YOUR TASK »
Copy out the lines below word for word, with nothing changed.

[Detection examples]
______

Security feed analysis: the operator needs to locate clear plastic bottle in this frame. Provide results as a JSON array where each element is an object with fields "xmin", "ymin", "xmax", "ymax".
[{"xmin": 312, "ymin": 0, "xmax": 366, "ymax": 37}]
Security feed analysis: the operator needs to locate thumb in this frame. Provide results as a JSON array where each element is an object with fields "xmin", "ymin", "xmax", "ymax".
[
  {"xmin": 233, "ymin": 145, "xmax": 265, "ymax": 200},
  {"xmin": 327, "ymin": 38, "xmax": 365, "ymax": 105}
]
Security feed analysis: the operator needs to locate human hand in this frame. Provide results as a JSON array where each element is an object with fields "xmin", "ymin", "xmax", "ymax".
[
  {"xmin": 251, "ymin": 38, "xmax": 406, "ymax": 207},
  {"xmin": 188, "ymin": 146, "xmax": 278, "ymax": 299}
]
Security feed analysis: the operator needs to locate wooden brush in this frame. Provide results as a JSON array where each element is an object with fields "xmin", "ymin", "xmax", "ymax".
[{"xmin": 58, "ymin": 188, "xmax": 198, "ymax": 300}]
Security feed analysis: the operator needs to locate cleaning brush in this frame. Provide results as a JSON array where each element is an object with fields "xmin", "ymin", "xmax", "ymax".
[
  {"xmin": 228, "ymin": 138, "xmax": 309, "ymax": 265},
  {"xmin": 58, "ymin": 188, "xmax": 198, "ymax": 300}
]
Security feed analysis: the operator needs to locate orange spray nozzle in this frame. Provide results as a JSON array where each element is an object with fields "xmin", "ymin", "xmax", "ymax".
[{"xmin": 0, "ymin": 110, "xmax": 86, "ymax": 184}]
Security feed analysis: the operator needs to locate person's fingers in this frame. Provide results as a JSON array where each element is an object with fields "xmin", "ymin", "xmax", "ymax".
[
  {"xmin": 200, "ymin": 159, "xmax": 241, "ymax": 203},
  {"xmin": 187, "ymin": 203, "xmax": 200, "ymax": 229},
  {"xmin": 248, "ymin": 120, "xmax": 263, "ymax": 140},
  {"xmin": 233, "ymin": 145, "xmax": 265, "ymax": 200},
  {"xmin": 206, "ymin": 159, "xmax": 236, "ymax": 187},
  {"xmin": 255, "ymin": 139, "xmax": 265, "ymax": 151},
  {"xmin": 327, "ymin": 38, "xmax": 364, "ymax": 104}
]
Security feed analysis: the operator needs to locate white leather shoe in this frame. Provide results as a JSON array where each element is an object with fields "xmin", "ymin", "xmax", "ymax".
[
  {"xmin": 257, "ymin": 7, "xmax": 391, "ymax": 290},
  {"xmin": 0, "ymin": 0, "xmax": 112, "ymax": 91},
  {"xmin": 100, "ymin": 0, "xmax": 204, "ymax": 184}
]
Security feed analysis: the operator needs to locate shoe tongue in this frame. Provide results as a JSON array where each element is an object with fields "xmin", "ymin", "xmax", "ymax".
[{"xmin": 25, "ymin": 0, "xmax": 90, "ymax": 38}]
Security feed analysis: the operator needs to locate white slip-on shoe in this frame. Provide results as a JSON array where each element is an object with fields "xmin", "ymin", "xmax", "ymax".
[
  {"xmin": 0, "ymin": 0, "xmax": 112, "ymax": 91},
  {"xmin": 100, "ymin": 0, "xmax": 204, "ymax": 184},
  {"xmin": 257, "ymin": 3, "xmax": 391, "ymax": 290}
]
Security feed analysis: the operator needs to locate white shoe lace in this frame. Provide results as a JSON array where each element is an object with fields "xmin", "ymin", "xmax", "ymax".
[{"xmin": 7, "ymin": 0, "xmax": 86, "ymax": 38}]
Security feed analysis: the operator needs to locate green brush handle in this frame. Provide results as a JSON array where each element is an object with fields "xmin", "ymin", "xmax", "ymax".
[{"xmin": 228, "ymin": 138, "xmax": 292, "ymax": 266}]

______

RESULT FOR THIS TASK »
Security feed analysis: the operator needs to locate clear plastic bottle in this frame. Provide results as a JSON array where each element is an object with fields "xmin", "ymin", "xmax", "ymax".
[{"xmin": 312, "ymin": 0, "xmax": 366, "ymax": 37}]
Security feed analysis: the operator needs to locate thumb in this frame. Provide results as a JSON array where each element is an object with fields "xmin", "ymin", "xmax", "ymax".
[
  {"xmin": 233, "ymin": 145, "xmax": 265, "ymax": 200},
  {"xmin": 327, "ymin": 38, "xmax": 365, "ymax": 105}
]
Security feed analysis: the operator needs to locate human hand in this frame. Provide results as a JSON array where each element is an object with fields "xmin", "ymin", "xmax", "ymax".
[
  {"xmin": 251, "ymin": 38, "xmax": 406, "ymax": 207},
  {"xmin": 188, "ymin": 146, "xmax": 278, "ymax": 299}
]
Security feed analysis: the operator needs to locate wooden brush in this frame. Provide results as a JSON array where each element is an object with fields "xmin", "ymin", "xmax", "ymax".
[{"xmin": 58, "ymin": 188, "xmax": 198, "ymax": 300}]
Security feed analysis: the operator needs to locate cleaning brush in this frame. Provide results as a JSON array where each element is an object with fields "xmin", "ymin", "xmax", "ymax".
[
  {"xmin": 228, "ymin": 138, "xmax": 309, "ymax": 265},
  {"xmin": 58, "ymin": 188, "xmax": 198, "ymax": 300}
]
Security feed analysis: the operator needs to locate orange spray nozzle in this frame. Provide results as a JSON array where each element is an object with fields "xmin", "ymin", "xmax", "ymax".
[{"xmin": 0, "ymin": 110, "xmax": 86, "ymax": 184}]
Security feed analysis: the operator needs to locate person's fingers in this frame. Provide results as a JSON array where each element is an object with fields "xmin", "ymin", "xmax", "ymax".
[
  {"xmin": 200, "ymin": 159, "xmax": 241, "ymax": 203},
  {"xmin": 187, "ymin": 203, "xmax": 200, "ymax": 229},
  {"xmin": 248, "ymin": 120, "xmax": 263, "ymax": 140},
  {"xmin": 233, "ymin": 145, "xmax": 265, "ymax": 200},
  {"xmin": 206, "ymin": 159, "xmax": 236, "ymax": 187},
  {"xmin": 255, "ymin": 139, "xmax": 265, "ymax": 151},
  {"xmin": 327, "ymin": 38, "xmax": 364, "ymax": 104}
]
Security feed analysis: the operator needs to locate white leather shoe in this frame. Provide results as a JSON array where each element is an object with fields "xmin", "ymin", "xmax", "ymax".
[
  {"xmin": 257, "ymin": 7, "xmax": 391, "ymax": 290},
  {"xmin": 0, "ymin": 0, "xmax": 112, "ymax": 91},
  {"xmin": 100, "ymin": 0, "xmax": 204, "ymax": 184}
]
Security feed analysis: the operator needs to locate shoe tongue in this frame. Provide results as a JSON array where each element is an object with fields "xmin", "ymin", "xmax", "ymax".
[{"xmin": 25, "ymin": 0, "xmax": 90, "ymax": 38}]
Security feed analysis: the operator needs to locate white slip-on shoe in this frame. Provide results as a JSON array where each element is an object with fields "xmin", "ymin", "xmax", "ymax".
[
  {"xmin": 0, "ymin": 0, "xmax": 112, "ymax": 91},
  {"xmin": 100, "ymin": 0, "xmax": 204, "ymax": 184},
  {"xmin": 257, "ymin": 3, "xmax": 391, "ymax": 290}
]
Security feed analysis: the operator needs to locate white shoe lace in this frame. Provide results as a JSON array where each element is an object with fields "xmin", "ymin", "xmax", "ymax".
[{"xmin": 7, "ymin": 0, "xmax": 86, "ymax": 38}]
Security feed analysis: the operator needs to locate green brush handle in this frame. Provide results as a JSON array where each element is an object with fields "xmin", "ymin", "xmax", "ymax".
[{"xmin": 228, "ymin": 138, "xmax": 292, "ymax": 266}]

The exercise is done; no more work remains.